§ **Materials provided**
************

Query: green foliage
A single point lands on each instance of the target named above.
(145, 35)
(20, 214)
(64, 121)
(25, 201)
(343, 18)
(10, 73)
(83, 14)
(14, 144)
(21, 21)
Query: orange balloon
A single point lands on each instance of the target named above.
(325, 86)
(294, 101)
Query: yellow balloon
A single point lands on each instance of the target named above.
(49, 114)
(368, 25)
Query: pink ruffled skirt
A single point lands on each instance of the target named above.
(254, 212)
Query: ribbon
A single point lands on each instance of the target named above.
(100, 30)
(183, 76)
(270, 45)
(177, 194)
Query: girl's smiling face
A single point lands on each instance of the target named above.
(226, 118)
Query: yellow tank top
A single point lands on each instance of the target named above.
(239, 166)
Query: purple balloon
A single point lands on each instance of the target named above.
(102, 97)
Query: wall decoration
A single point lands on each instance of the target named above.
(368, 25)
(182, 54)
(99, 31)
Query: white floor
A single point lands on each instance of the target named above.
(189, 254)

************

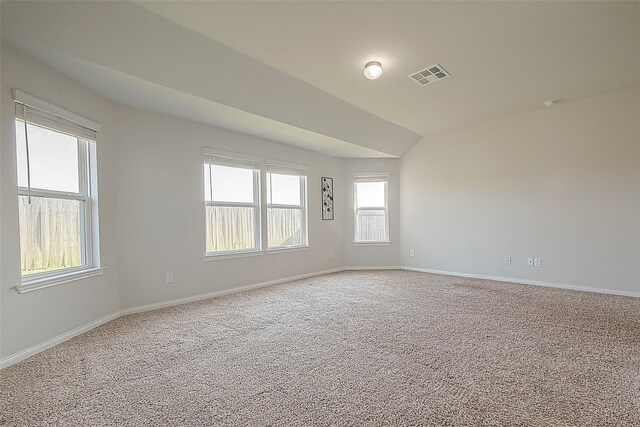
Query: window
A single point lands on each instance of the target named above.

************

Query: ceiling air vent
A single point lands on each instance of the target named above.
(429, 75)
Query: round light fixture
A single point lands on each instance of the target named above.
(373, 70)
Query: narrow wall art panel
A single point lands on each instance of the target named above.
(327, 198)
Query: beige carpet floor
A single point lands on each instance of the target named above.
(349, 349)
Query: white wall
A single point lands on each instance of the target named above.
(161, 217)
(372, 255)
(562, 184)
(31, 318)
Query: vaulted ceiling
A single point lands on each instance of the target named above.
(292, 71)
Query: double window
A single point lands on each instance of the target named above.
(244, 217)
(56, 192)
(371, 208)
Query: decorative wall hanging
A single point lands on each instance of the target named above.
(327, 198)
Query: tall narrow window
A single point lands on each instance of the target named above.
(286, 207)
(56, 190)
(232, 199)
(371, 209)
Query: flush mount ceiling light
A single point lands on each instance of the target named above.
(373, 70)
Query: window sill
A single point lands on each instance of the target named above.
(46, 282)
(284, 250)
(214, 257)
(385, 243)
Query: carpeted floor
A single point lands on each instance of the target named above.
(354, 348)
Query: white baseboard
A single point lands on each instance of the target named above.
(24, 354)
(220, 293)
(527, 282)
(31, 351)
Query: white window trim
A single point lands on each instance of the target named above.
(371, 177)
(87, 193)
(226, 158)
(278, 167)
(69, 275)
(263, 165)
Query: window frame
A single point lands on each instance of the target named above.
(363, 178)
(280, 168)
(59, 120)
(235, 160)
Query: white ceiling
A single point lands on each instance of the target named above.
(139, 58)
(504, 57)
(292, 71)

************

§ **Exercise aim**
How many lines in the records hold the string "ceiling"? Answer with only that number.

§ **Response for this exercise**
4